Goal of the exercise: Return all the data exactly, keeping the pictures out.

Extracted data entries
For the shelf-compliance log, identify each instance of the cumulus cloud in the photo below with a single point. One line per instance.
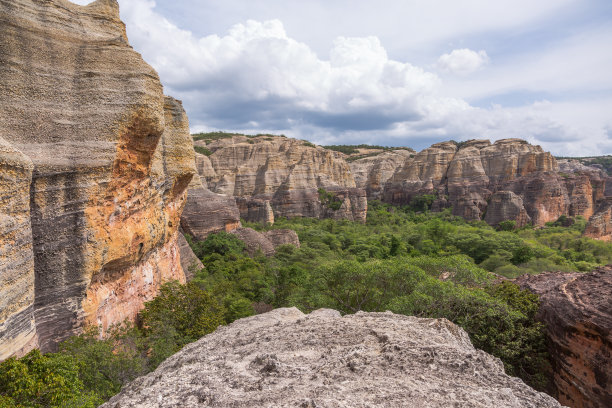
(257, 78)
(462, 61)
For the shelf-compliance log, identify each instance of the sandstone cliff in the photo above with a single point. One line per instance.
(110, 158)
(577, 309)
(284, 175)
(287, 359)
(507, 180)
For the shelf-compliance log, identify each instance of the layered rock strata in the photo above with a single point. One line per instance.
(111, 158)
(577, 310)
(206, 212)
(287, 359)
(17, 330)
(507, 180)
(284, 174)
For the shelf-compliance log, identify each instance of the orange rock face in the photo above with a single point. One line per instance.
(110, 160)
(577, 309)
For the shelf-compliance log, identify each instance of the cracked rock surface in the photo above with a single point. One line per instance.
(287, 359)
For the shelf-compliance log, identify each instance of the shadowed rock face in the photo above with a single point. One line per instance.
(286, 174)
(577, 309)
(17, 330)
(507, 180)
(111, 157)
(287, 359)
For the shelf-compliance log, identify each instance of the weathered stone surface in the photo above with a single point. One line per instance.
(505, 205)
(189, 261)
(544, 196)
(282, 237)
(206, 212)
(577, 309)
(286, 172)
(112, 158)
(287, 359)
(372, 173)
(600, 224)
(255, 241)
(470, 177)
(17, 329)
(255, 210)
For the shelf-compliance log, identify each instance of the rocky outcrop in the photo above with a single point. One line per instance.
(207, 212)
(506, 206)
(266, 242)
(255, 241)
(17, 329)
(189, 261)
(600, 225)
(111, 158)
(507, 180)
(577, 310)
(285, 173)
(283, 237)
(373, 172)
(287, 359)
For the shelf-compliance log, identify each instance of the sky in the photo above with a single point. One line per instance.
(387, 72)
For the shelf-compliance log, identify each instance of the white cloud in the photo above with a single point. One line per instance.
(462, 61)
(256, 77)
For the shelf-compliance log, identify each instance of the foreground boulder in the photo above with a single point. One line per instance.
(287, 359)
(94, 234)
(577, 309)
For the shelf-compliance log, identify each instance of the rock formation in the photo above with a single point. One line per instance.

Response box:
For the shelf-compliance log, identify each instance of the cumulus cloud in the photo below with a single point. One line per instance.
(257, 78)
(462, 61)
For the shelf-compliance log, identify each instance of the sandstone cliff in the photo above with a single point. One line per instance.
(110, 158)
(577, 309)
(284, 175)
(287, 359)
(507, 180)
For the shelf-compliance log, identify each instance of the layered rock strata in the photo above with a single point. One line per instance.
(111, 158)
(577, 310)
(206, 212)
(287, 359)
(17, 330)
(507, 180)
(284, 174)
For the shelf-compliance log, identify each instance of the orange rock face in the photo above with a single point. One line per instance.
(110, 160)
(577, 309)
For the shelf-compliance log, identify each instance of the cracked rock surface in the photo above with a single point. One line per instance.
(287, 359)
For the shelf-compliance log, identify each instance of the shadowed rock face in the photo above with a single point. One line per instance.
(286, 174)
(577, 309)
(17, 330)
(507, 180)
(111, 157)
(287, 359)
For the shelf-compliance log, identify each instance of the weathered stone surface in the photo above with a single point. One line per instance.
(505, 205)
(189, 261)
(544, 196)
(282, 237)
(206, 212)
(577, 309)
(286, 172)
(112, 158)
(287, 359)
(372, 173)
(600, 224)
(255, 241)
(470, 177)
(17, 329)
(255, 210)
For the shelf-compliance log, identify each instance of the rocky outcrop in the photo above with a single point. One line per instance.
(207, 212)
(506, 206)
(266, 242)
(255, 241)
(17, 329)
(189, 261)
(600, 225)
(111, 158)
(507, 180)
(577, 310)
(285, 173)
(283, 237)
(373, 172)
(287, 359)
For the shelf-compliance log, identify each instance of the sky in the photo above with a single point. One line per instance.
(387, 72)
For the shelf-compliance log, identify each instance of the white cloud in the photo above with a single point. One line per instance.
(462, 61)
(256, 77)
For the shelf-compliance log, identify each instance of the foreground boulder in the photo above with a single point. One line per instance.
(287, 359)
(94, 234)
(577, 309)
For the shelf-compliance log, identify each instance of the rock formation in the photo above with a single point. One line per instance.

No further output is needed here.